[Opening Data extract section]
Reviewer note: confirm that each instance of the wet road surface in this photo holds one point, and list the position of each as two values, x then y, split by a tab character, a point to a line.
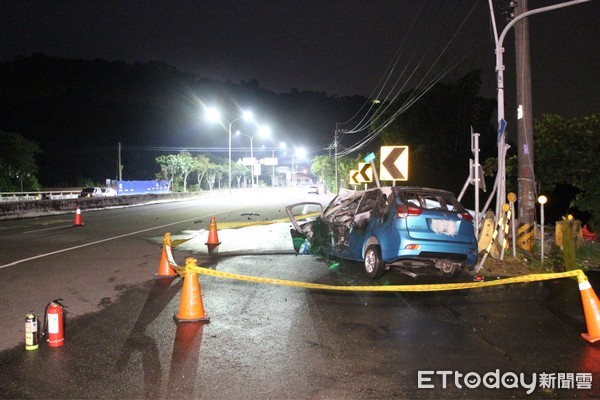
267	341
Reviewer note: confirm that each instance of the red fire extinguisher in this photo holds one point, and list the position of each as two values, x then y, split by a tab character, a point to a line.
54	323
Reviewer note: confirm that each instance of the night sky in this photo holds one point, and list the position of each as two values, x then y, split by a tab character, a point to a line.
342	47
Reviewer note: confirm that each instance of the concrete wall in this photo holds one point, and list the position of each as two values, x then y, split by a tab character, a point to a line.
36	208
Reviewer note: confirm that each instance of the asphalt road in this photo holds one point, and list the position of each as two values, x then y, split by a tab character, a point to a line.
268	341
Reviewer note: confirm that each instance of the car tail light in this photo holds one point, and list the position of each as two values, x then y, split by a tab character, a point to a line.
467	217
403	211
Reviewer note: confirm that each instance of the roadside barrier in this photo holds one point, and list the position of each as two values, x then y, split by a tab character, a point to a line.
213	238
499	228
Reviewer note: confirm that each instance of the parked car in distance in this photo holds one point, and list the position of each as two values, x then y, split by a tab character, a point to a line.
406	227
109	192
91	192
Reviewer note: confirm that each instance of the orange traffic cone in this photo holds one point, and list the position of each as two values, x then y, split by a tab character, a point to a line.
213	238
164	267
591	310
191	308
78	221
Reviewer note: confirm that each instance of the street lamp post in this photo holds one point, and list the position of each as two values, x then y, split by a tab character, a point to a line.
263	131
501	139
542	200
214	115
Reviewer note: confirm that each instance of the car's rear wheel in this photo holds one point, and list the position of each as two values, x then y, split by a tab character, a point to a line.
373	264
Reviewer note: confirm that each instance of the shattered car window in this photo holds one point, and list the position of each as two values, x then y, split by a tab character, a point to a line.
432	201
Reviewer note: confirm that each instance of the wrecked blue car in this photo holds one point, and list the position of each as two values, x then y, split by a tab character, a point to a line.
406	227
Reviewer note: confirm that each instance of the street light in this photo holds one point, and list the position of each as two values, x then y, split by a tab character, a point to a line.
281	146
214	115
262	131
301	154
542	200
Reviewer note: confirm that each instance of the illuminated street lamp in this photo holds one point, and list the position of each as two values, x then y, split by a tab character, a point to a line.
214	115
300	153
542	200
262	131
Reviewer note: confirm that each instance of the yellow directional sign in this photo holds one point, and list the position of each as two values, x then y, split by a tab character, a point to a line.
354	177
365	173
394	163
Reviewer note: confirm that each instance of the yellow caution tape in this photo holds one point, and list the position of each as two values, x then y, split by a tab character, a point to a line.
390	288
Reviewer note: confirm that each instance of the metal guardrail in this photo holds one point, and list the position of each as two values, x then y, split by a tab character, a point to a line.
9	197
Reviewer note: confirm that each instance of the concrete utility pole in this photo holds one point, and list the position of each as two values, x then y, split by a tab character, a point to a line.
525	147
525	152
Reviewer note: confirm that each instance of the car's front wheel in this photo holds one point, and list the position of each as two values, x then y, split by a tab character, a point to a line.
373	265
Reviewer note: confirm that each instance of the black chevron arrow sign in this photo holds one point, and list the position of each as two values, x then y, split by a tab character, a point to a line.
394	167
[Closing Data extract section]
[Opening Data extract section]
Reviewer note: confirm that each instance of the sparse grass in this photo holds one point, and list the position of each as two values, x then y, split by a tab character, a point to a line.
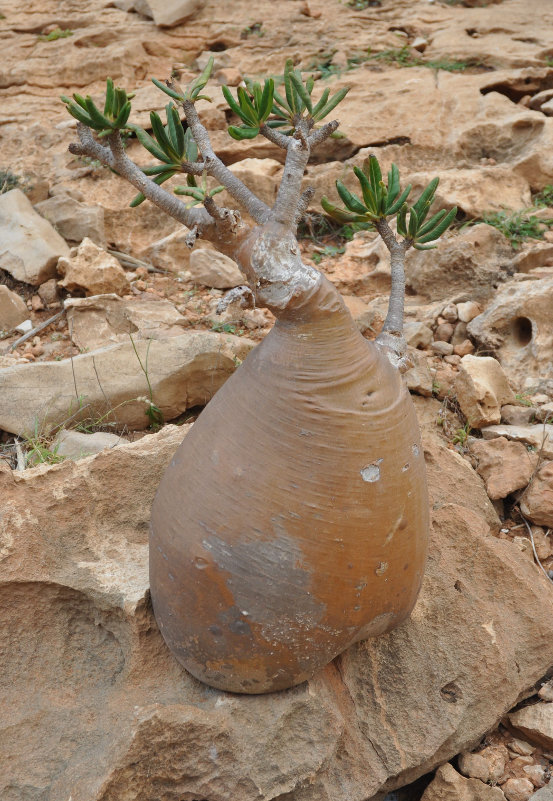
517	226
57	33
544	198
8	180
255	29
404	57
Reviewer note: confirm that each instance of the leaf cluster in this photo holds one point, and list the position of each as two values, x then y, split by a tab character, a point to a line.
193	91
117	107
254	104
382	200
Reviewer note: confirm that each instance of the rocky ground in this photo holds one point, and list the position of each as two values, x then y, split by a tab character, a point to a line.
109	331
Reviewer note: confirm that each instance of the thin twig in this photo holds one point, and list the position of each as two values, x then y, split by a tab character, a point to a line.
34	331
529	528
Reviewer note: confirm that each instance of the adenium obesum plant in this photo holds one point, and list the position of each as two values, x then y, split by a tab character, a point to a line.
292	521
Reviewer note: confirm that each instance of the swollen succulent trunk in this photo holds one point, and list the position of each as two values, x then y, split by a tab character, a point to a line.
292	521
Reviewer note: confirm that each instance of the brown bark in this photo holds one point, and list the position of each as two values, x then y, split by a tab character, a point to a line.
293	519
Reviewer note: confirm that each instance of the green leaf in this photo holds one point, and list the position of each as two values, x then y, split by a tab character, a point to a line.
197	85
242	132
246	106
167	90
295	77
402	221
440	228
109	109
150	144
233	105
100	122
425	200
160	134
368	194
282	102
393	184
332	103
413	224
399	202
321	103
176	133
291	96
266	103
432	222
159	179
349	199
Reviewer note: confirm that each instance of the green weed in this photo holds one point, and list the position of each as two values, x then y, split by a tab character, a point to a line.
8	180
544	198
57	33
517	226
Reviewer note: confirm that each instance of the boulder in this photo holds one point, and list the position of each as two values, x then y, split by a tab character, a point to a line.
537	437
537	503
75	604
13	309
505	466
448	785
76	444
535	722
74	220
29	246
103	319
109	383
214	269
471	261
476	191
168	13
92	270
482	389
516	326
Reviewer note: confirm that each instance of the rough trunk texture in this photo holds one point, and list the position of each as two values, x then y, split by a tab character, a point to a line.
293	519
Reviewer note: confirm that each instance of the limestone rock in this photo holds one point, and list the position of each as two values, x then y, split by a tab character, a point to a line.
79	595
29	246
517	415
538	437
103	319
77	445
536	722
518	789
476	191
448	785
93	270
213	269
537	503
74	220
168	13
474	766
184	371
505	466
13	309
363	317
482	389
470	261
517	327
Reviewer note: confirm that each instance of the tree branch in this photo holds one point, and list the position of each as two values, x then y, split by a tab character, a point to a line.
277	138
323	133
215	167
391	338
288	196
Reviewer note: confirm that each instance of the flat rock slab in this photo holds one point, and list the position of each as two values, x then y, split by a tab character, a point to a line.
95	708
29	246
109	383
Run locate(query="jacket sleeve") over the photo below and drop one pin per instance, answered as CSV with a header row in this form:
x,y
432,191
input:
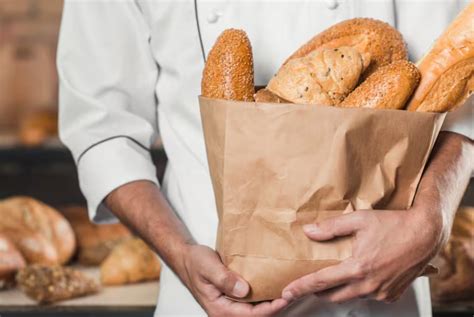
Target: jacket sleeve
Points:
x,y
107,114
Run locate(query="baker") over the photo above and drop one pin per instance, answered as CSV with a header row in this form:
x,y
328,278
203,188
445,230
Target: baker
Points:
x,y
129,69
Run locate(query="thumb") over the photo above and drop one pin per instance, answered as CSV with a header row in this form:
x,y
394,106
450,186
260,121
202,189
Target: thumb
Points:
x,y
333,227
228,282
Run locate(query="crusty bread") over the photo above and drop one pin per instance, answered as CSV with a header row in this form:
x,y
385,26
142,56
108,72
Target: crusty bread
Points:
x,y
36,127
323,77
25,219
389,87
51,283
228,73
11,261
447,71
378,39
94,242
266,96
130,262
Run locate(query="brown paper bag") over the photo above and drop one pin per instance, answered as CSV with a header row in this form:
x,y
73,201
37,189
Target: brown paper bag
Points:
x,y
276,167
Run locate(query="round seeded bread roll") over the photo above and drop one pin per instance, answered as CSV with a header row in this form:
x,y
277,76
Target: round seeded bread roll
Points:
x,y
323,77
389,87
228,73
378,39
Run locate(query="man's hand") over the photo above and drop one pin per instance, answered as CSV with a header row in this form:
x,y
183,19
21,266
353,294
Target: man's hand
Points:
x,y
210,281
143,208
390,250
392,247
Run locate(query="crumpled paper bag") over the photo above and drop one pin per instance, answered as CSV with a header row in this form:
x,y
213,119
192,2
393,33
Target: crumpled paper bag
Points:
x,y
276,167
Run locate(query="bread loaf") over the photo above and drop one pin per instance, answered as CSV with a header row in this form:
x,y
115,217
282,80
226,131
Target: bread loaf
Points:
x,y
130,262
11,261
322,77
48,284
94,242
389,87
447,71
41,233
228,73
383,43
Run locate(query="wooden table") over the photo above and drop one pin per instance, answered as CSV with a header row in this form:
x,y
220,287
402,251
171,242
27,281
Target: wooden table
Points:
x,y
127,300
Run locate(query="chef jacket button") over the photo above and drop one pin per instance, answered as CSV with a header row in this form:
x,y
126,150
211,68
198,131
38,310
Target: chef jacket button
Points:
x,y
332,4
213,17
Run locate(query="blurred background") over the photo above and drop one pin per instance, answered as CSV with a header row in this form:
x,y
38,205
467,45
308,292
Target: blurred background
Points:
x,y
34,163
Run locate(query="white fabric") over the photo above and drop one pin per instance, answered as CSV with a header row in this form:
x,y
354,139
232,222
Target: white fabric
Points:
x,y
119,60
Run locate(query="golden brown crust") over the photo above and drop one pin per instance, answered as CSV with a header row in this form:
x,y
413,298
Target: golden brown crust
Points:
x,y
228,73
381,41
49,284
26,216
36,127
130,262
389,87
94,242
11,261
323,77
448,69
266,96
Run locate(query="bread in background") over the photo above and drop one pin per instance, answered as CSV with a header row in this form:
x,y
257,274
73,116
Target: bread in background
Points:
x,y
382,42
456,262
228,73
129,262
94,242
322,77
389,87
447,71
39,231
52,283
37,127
[Closing Data extract section]
- [Task objective]: Report every line of the data above that contains the string "wooden" by copying it in full.

- [Answer section]:
Run locate(query="wooden table") over the photo above and drop one pin per instance, answered as CSV with a header row in this form:
Target: wooden table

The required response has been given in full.